***** Given records *****

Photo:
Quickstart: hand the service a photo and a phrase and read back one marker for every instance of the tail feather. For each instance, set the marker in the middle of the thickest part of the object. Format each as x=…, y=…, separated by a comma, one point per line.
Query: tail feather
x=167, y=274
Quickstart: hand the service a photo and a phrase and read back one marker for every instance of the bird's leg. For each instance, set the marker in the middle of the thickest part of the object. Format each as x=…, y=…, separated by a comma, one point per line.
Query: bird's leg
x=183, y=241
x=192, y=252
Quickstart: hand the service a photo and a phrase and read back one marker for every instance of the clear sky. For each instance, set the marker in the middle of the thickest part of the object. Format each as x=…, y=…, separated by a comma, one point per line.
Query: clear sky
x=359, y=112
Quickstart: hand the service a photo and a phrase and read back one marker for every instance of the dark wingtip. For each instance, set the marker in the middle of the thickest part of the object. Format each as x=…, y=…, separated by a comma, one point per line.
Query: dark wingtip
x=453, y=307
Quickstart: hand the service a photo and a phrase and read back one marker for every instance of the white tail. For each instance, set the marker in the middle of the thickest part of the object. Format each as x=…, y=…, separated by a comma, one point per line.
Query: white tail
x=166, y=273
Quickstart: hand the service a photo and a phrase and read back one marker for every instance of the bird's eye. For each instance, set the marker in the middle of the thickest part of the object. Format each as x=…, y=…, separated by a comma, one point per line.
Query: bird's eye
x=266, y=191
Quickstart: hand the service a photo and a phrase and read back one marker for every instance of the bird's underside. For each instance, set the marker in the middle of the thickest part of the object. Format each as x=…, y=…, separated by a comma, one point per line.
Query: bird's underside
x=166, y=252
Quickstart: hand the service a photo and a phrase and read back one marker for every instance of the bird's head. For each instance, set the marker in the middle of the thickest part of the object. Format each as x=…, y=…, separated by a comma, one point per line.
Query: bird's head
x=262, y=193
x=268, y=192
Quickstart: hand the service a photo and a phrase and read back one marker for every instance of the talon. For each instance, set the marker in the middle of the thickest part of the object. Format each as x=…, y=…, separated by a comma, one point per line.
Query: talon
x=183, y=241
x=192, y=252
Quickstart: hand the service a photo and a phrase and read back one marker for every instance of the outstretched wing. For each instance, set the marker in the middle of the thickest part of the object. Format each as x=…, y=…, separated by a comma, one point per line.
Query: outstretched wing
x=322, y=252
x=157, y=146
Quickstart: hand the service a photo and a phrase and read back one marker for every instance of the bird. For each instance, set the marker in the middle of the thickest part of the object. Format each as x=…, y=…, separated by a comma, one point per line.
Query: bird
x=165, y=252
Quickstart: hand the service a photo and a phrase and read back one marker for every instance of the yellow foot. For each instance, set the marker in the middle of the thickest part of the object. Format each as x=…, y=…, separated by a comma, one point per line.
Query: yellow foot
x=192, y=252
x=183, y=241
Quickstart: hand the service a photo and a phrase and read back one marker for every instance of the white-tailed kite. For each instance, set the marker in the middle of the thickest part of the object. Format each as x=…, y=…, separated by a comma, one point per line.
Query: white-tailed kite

*****

Required action:
Return every line of the data unchanged.

Answer space:
Photo:
Quickstart: hand the service a photo and a phrase and read back one marker for every instance of the tail feather. For each instance, set the marker in the middle of the thickest part of the object. Format each as x=…, y=…, separated by a comma, one point per line.
Query: tail feather
x=167, y=274
Quickstart: hand the service a photo and a phrase and read back one marker for every instance of the bird's leg. For each instance, set the marker in the middle of the thickest part of the object. Format each as x=…, y=…, separated by a comma, one point per line.
Query: bird's leg
x=183, y=241
x=192, y=252
Quickstart: hand the service a photo and a phrase and read back one marker for every instance of the clear sky. For each instance, set the marker in the middle of the thickest part of the object. Format each as x=…, y=…, separated by a comma, one point per line.
Query: clear sky
x=359, y=112
Quickstart: hand the service a photo and a phrase and read back one marker for every instance of the dark wingtip. For each instance, set the marker in the middle of the thickest part of the object. Format each as x=…, y=…, separated by a comma, one point per line.
Query: dark wingtip
x=453, y=307
Quickstart: hand the service a photo and a phrase and read back one marker for every instance of the white tail. For each instance, set the marker in the middle of the thickest part of the object. Format each as x=…, y=…, separated by a comma, one point per line.
Query: white tail
x=166, y=273
Quickstart: hand the service a photo and a phrase and read back one marker for every instance of the bird's eye. For each instance, set the marker in the middle of the thickest part of the object. Format each as x=…, y=…, separated by a comma, one point per line.
Query: bird's eye
x=266, y=191
Quickstart: hand the service a photo and a phrase and read back one marker for every instance of the bird's underside. For each instance, set the marker in the middle of the thickest part of the object. Format each as x=…, y=…, separated by a comma, one point per line.
Query: bird's underside
x=166, y=252
Quickstart: hand the service a photo and a phrase and read back one marker for every instance of the bird's head. For each instance, set the marker in the middle of the thickest part of the object. Format each as x=…, y=…, separated by a comma, one point per line.
Query: bird's head
x=262, y=193
x=268, y=192
Quickstart: hand the service a photo and a phrase and read back one marker for every instance of the talon. For each instance, set the marker in the middle of the thickest part of the object. Format each as x=…, y=…, separated by a comma, one point per line.
Query: talon
x=183, y=241
x=192, y=252
Quickstart: hand the service a photo and a phrase and read back one marker for every instance of the outstretched wing. For each instance, set the marker in the middle of the thickest part of the object. Format each as x=…, y=…, separated by a comma, one point per line.
Query: outstretched wing
x=322, y=252
x=157, y=146
Quickstart: hand the service a photo and a phrase and read back one marker for every instance of the bird. For each instance, set the marker in the middle of the thickest part of the object. Format each as x=…, y=…, separated by a comma, one point per line.
Query: bird
x=165, y=252
Quickstart: hand the service a photo and a phrase and read back one marker for every instance of the yellow foot. For each instance, set the marker in the middle of the thickest part of the object. Format each as x=…, y=…, separated by a comma, one point per line.
Query: yellow foot
x=192, y=252
x=183, y=241
Quickstart: hand the service a photo and a phrase and read back one marker for every instance of the white-tailed kite. For each instance, set the marker in the middle of the thickest part of the object. Format each as x=…, y=…, separated by a comma, one point per line.
Query: white-tailed kite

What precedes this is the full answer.